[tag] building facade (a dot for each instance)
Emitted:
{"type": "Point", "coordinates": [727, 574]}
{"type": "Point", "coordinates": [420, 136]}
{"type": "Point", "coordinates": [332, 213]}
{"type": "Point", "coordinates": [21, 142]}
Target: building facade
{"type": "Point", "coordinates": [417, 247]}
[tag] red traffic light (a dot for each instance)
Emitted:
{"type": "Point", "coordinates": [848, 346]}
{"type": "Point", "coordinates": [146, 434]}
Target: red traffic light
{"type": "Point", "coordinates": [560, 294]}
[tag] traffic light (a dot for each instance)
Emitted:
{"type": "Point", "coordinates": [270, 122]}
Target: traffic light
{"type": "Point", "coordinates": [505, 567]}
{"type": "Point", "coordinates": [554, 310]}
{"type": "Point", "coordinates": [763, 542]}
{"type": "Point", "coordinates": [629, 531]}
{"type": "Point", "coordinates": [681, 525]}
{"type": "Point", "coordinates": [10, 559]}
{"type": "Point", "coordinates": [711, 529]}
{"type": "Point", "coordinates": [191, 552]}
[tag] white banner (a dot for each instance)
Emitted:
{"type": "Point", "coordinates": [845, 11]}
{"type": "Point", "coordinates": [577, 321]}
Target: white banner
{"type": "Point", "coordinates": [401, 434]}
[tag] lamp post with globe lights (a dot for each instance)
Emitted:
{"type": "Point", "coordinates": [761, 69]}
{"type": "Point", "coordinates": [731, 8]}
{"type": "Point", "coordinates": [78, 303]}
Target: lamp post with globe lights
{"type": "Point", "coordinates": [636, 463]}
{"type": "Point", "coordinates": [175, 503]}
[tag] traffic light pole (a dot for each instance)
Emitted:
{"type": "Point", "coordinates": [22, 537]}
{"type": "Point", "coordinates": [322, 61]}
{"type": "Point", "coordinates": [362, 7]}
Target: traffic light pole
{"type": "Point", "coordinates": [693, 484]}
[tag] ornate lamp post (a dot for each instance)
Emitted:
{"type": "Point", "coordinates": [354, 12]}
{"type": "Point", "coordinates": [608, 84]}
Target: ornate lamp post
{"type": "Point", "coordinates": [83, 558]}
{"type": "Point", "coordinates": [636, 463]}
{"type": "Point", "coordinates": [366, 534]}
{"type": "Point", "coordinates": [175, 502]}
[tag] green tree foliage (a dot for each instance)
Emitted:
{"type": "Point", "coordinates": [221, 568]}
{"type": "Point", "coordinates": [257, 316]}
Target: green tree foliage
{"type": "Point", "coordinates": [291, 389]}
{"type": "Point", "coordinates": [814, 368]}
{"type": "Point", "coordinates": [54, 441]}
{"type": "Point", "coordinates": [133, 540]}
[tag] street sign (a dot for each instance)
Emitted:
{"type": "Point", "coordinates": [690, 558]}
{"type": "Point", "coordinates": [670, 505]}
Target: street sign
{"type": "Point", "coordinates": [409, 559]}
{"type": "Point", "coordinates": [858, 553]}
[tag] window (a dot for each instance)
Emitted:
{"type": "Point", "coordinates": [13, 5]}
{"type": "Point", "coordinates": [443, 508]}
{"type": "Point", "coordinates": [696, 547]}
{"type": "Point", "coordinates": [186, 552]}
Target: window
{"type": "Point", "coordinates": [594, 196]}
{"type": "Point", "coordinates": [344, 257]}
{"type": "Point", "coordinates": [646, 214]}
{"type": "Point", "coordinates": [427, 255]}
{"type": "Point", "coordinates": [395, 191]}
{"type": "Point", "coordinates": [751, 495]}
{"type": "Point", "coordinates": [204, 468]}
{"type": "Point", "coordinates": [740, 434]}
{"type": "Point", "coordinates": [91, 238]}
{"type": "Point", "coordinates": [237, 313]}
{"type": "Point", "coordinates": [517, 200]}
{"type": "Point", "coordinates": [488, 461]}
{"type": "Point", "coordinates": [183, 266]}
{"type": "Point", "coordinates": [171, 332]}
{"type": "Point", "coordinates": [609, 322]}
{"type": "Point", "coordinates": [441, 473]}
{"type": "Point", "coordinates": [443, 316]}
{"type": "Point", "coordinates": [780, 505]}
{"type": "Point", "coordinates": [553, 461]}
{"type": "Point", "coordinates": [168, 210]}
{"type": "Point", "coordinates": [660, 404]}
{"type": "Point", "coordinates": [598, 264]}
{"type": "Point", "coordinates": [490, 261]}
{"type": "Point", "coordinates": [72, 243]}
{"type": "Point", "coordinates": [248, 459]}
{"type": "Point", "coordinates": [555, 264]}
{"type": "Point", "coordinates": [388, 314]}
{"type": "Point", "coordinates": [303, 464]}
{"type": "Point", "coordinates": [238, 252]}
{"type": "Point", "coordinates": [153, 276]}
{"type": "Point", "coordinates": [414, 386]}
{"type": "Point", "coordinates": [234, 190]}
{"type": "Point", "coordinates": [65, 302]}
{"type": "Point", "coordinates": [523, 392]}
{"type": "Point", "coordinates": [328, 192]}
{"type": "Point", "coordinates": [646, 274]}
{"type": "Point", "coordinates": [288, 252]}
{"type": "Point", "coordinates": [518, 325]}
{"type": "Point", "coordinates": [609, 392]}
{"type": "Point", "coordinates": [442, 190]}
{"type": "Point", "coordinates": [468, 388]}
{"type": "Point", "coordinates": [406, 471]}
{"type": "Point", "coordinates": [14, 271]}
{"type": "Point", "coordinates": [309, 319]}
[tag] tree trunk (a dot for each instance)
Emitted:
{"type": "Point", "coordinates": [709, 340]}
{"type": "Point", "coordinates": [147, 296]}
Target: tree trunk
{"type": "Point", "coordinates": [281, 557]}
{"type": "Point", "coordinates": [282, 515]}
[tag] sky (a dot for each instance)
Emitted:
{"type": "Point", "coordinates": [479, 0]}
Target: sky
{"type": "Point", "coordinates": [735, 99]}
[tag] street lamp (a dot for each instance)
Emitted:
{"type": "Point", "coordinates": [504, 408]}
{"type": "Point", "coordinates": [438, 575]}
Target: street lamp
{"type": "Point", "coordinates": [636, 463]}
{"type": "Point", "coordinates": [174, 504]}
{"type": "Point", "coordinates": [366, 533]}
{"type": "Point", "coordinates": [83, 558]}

Exercise requirements
Reproduce as a numbered list everything from the line containing "[tag] street lamp (a dot for each instance)" down to the final line above, counting both ends and omitting blank lines.

Answer to this task
1. [tag] street lamp (a dot for each instance)
2. Emitted:
3. {"type": "Point", "coordinates": [504, 408]}
4. {"type": "Point", "coordinates": [438, 575]}
5. Target: street lamp
6. {"type": "Point", "coordinates": [636, 463]}
7. {"type": "Point", "coordinates": [174, 504]}
8. {"type": "Point", "coordinates": [366, 533]}
9. {"type": "Point", "coordinates": [83, 558]}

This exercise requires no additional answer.